Список заданий:
• 1. Переведите на английский язык предложение из текста о романах Орлова: «Он энциклопедически образованный человек».
• 2. Продолжите текст о романах Орлова, начав сразу после его последнего предложения.

Текст страницы:
В советские времена, в момент очередной борьбы с алкоголизмом, там поселялось какое-нибудь другое учреждение. Помню, была сберкасса. Потом опять рюмочная с хорошей, домашней, дешевой едой. Издательство устраивало там презентацию моего «Камергерского переулка». Подавали солянку, как в романе, как любил мой Прокопьев, горячую и живую… Критики, журналисты – все были очень довольны.
Абсолютно вольные хлеба
«В голове что-то варилось», неисчерпаемая Москва постигалась – по романам Орлова можно составить необычный путеводитель – московские пейзажи, которые не всякий способен увидеть, топонимика, архитектура судьбы домов, дотошность в деталях как проявление любви, оживающие исторические персонажи… Он энциклопедически образованный человек. Все романы наполнены информацией, не бесстрастной, а взволновавшей его самого, многое сам раскапывал годами, «…в голове моей набито столько всяких сведений, порой вовсе мне ненужных… однако иные из них просыпаются…» – говорит Ковригин в «Лягушках». В романе «просыпается» Марина Мнишек, которая определена толкователями событий в интриганки («А какие она могла плести интриги против России – она же девочка пятнадцатилетняя…»). Самозванец, одна из самых загадочных фигур истории. Он незауряден, он – самозванец, сам себя сделал, а не кем-то-званец… Думаю, этот орловский неологизм выпорхнет из романа и пойдет по жизни, оторвавшись от родителя…
В бродяжничестве по Москве в первую очередь, конечно, открывалось наше время с неожиданных точек обзора. А как строки ложились в «белоснежную тетрадь»?

Исходный список:
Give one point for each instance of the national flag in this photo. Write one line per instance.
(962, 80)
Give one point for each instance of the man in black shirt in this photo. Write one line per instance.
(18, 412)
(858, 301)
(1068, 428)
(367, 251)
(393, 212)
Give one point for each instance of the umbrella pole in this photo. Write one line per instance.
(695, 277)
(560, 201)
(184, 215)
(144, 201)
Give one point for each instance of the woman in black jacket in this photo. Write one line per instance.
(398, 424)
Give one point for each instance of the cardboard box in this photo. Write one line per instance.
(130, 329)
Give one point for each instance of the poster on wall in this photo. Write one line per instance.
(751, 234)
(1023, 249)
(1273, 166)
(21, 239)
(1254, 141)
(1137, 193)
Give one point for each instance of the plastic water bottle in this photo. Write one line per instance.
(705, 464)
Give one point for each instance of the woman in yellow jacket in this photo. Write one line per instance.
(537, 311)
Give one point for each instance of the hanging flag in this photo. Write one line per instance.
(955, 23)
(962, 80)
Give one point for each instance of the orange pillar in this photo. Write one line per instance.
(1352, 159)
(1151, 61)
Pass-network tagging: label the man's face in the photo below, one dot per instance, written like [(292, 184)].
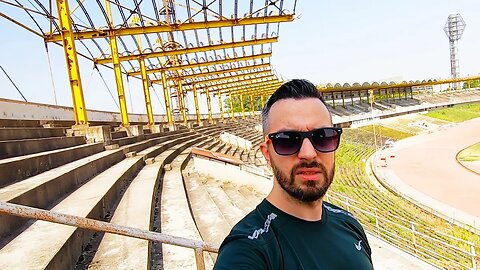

Ответы:
• 1. He is an encyclopedically educated person.

• 2.
– Первые два романа я писал под влиянием литературы 20-х годов – ритмической, энергичной, сказывалась и газетная инерция. Когда я начал «Происшествие в Никольском», то буквально сдирал с себя «газету», мне хотелось, чтобы проявилась моя интонация, чтобы я заговорил своим языком. Иногда по нескольку раз переписывал одну и ту же фразу, вырабатывая плотный реалистический язык. Все-таки у писателей моего поколения была ответственность за слово: нельзя писать так, чтобы было стыдно.
– Перед кем?
– Перед собой, перед теми, кого уважаешь. Перед Гоголем, Достоевским… Перед современниками – Трифоновым, Юрием Казаковым, это писатели мирового класса! Сейчас стыда нет. Наши многомиллионные тиражницы о языке не думают.
– Вы по-русски-то хоть что-нибудь понимаете? – Понимаю, – вздохнул Ковригин. – Очень много чего понимаю по-русски… Но не все. (Роман «Лягушки»).
– Так что моя работа на «вольных хлебах» шла медленно. Выбивали и плохие рецензии на роман «После дождика в четверг». По роману собирались фильм запускать, уже были подобраны актеры и вдруг все закрыли. Говорили, в кон не попал.
– Говорили знатоки тайных пружин? А что это значило?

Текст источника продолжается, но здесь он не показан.